#### The request
Print, exactly and completely, every entry in the data.

#### Provided data

========================================================================

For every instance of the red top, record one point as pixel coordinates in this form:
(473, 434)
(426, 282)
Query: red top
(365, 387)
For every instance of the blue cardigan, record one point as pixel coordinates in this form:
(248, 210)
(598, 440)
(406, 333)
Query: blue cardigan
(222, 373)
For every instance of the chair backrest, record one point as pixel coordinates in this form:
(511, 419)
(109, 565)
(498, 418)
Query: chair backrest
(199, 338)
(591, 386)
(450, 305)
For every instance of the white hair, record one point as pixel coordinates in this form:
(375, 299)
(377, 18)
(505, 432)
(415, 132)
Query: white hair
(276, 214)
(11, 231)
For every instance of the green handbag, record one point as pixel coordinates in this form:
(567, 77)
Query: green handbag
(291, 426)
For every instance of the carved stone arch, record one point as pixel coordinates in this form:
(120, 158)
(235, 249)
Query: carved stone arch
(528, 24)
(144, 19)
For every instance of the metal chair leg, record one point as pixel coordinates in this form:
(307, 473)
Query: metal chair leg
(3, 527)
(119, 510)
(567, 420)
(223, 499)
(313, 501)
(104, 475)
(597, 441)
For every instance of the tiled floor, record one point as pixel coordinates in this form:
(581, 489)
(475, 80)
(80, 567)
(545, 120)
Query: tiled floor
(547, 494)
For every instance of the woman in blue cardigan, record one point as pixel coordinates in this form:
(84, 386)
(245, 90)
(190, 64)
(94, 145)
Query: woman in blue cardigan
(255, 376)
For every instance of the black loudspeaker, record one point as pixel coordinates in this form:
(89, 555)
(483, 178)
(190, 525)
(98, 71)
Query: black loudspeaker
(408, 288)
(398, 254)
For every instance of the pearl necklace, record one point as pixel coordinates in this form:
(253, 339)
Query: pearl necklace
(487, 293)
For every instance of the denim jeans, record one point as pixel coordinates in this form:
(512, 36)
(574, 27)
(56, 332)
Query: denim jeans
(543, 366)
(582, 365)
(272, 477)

========================================================================

#### Solved exercise
For every instance of the red top, record one point as pixel coordinates in this form:
(473, 434)
(426, 282)
Query: red top
(365, 387)
For every instance of the blue cardigan, record one point as pixel coordinates in this form:
(248, 210)
(598, 440)
(406, 333)
Query: blue cardigan
(222, 373)
For every instance of the chair backrest, record one point as pixel coordinates in this form:
(511, 419)
(109, 565)
(498, 418)
Query: chair backrest
(199, 338)
(591, 386)
(450, 305)
For every instance of the white hair, record one point as pixel coordinates in this form:
(375, 299)
(377, 18)
(505, 432)
(415, 132)
Query: white hair
(276, 214)
(11, 231)
For every instance of the green handbag, record one point as pixel coordinates in this form:
(567, 77)
Query: green handbag
(291, 426)
For every instance of the carved stone arch, record one point as pixel coordinates in this form:
(120, 158)
(235, 249)
Query: carved stone arch
(528, 24)
(144, 19)
For every instance of the metal chair leg, record one point as pixel coordinates in this form:
(307, 473)
Query: metal chair leg
(3, 527)
(119, 510)
(567, 420)
(223, 499)
(313, 501)
(104, 475)
(597, 441)
For every instance of the tiled floor, record one point as pixel coordinates in this form:
(581, 489)
(475, 80)
(80, 567)
(545, 120)
Query: tiled floor
(547, 494)
For every instance of the woman in blue cardigan, record one point as pixel coordinates in this form:
(84, 386)
(245, 90)
(190, 64)
(94, 145)
Query: woman in blue cardigan
(255, 376)
For every instance of the black loudspeaker, record one point as pixel coordinates in this form:
(89, 555)
(483, 178)
(190, 525)
(98, 71)
Query: black loudspeaker
(408, 288)
(398, 254)
For every instance of the pearl necklace, record one point as pixel coordinates in this form:
(253, 339)
Query: pearl necklace
(487, 293)
For every instance of the denim jeans, record one point as pixel coordinates in this form:
(512, 36)
(574, 27)
(56, 332)
Query: denim jeans
(543, 366)
(582, 365)
(272, 477)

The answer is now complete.